課題:
以下のベトナム医療政策史の本の紹介文を読み、この本が何をもとに出版されたかを答えてください。

対象テキスト:
======

〈伝統医学〉が創られるとき――ベトナム医療政策史
- 刊行
- 著者等
- 小田なら(著)
- 出版社
- 京都大学学術出版会
内容の紹介
(出版社HPから)
「われわれの医学」(ホー?チ?ミン)として建国の理念を体現し、息づくとされるベトナムの伝統医療。しかし、その「北ベトナム」中心のナショナリズムの物語を離れて歴史を辿ると、さまざまな権力作用、概念のもつポリティクス、実際の治療行為が結実した複雑な「伝統医学」像が顕れる。独立?分断?統一のなかで、近代国家はいかに医療の知識を制度に組み込んだのか。その担い手たちにとって、いかなる経験だったのか。公定の「伝統医学」をめぐるダイナミズムを描く。
著者のコメント
小田なら(世界言語社会教育センター/講師)
本書は、ベトナムの医療制度と伝統医療の文化を主題とした博士論文をもとに出版されました。対象とした時代が20世紀初頭の植民地期から現代までの長い射程にあることと、文献調査とインタビューを組み合わせて記述しているのが特徴です。
刊行に向けた改稿作業は、奇しくも、Covid-19禍のさなかに進めることになりました。本書はあくまでベトナム研究の本ですが、世界的なパンデミックの中で否応なく、医療制度と、それを取り巻く社会や文化の共通性や差異を考えることの普遍的な意味に、はからずも直面することになりました。本文のほかにコラムや写真も掲載されていますので、多くの方々の手に取っていただければ幸いです。

======

抽出データ:
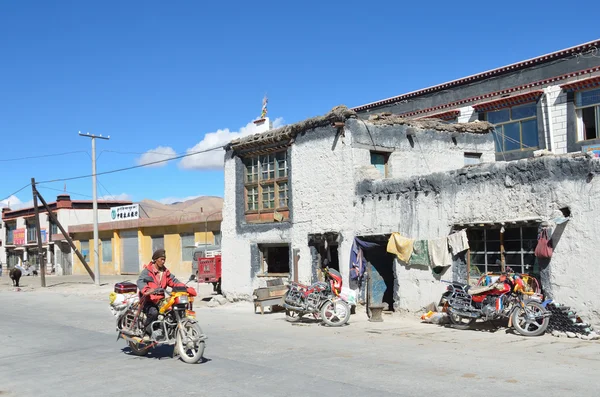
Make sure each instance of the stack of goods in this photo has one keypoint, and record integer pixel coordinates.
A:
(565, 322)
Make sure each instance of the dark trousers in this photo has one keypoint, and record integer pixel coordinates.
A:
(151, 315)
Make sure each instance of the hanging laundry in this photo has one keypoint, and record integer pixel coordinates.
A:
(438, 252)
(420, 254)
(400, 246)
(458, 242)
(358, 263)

======

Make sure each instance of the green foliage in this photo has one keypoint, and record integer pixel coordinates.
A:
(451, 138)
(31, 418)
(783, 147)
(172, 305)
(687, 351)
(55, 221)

======

解答:
ベトナムの医療制度と伝統医療の文化を主題とした博士論文。